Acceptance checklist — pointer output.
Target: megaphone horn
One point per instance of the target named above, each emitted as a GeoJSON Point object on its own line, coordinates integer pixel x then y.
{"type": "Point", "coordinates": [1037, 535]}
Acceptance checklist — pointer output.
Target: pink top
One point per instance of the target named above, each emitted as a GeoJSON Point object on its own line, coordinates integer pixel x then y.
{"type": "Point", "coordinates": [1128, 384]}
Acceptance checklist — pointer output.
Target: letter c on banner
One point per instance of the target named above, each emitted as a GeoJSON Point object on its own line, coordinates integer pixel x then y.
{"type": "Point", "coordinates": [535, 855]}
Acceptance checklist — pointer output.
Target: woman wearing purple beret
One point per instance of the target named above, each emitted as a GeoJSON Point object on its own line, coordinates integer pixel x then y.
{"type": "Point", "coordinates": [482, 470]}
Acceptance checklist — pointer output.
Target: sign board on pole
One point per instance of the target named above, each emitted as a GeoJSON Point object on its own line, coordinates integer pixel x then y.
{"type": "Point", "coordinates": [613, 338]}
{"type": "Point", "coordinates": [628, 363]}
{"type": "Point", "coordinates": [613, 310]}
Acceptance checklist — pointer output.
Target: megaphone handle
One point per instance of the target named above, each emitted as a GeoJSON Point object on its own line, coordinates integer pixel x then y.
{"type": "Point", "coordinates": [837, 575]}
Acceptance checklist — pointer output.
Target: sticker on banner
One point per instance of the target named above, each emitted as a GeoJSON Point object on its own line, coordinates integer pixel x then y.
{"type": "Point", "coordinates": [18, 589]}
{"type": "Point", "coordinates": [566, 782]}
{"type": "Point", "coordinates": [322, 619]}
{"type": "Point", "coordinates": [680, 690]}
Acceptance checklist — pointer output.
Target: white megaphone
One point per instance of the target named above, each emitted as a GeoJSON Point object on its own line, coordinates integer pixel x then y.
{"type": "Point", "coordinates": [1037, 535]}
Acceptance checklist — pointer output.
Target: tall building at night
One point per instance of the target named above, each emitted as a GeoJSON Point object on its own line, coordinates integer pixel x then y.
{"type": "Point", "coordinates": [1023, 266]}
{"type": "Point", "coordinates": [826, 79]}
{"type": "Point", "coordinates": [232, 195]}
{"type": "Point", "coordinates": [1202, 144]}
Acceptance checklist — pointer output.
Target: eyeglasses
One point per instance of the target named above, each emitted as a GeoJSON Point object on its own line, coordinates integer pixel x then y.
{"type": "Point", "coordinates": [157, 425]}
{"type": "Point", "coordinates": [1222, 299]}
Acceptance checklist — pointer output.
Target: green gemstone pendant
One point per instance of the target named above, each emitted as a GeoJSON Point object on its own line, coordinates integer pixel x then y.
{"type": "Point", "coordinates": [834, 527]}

WHAT NEEDS TO BE DONE:
Each line in the material above must be retyped without alteration.

FINAL RESULT:
Acceptance checklist — pointer output.
Target: megaphone horn
One point per instance of the target named above, each emitted as a GeoJSON Point object on its own line, coordinates integer pixel x then y.
{"type": "Point", "coordinates": [1037, 535]}
Acceptance checklist — pointer output.
Target: pink top
One point per instance of the target named above, each emitted as a GeoJSON Point object on its own line, coordinates integer pixel x then y.
{"type": "Point", "coordinates": [1128, 384]}
Acceptance checklist — pointer output.
Target: letter c on banner
One point per instance of the target named above, each emitted as a GeoJSON Point object on its own line, coordinates integer pixel x then y.
{"type": "Point", "coordinates": [535, 855]}
Acceptance checklist — pointer output.
Target: woman wearing purple beret
One point per instance of the target named above, each emitted as a GeoJSON Point object on its own line, coordinates integer pixel x then y.
{"type": "Point", "coordinates": [482, 470]}
Acceptance checklist — pointer output.
Target: sign board on pole
One point per instance of the target named above, each emitted as a GeoJSON Point object on its own line, coordinates integer pixel x then y.
{"type": "Point", "coordinates": [613, 338]}
{"type": "Point", "coordinates": [628, 363]}
{"type": "Point", "coordinates": [613, 310]}
Acceptance checklist — pointer output.
Target: megaphone handle
One point per instance of the target named above, each emitted as a GeoJSON Point object on its own line, coordinates integer pixel x then y.
{"type": "Point", "coordinates": [837, 575]}
Acceptance checklist — pointer output.
Target: sticker on banner
One point per instance of the target named above, each emitted as a GeoJSON Point object on its own line, coordinates integer pixel x then y.
{"type": "Point", "coordinates": [18, 589]}
{"type": "Point", "coordinates": [566, 782]}
{"type": "Point", "coordinates": [322, 619]}
{"type": "Point", "coordinates": [680, 690]}
Acceptance checklist — pointer output.
Target: white megaphone
One point per instance of the target named above, each emitted as a GeoJSON Point object on its own line, coordinates integer pixel x then y.
{"type": "Point", "coordinates": [1037, 535]}
Acceptance checklist — pointer output.
Target: tall building at night
One point per instance of the target named above, each emitted as a GeoJSON Point object on its own line, coordinates integer pixel x then y.
{"type": "Point", "coordinates": [1023, 266]}
{"type": "Point", "coordinates": [826, 79]}
{"type": "Point", "coordinates": [232, 195]}
{"type": "Point", "coordinates": [1202, 144]}
Acceptance checklist — pointer output.
Target: eyeglasses
One point per instance of the target named above, each emitted as a GeoJSON Point object on its own line, coordinates integer pixel x then y.
{"type": "Point", "coordinates": [157, 425]}
{"type": "Point", "coordinates": [1222, 299]}
Acceptance checklist — pointer output.
Target: green gemstone pendant
One point per instance of the target named above, each emitted as a GeoJSON Point object on its own line, coordinates integer pixel x then y.
{"type": "Point", "coordinates": [834, 527]}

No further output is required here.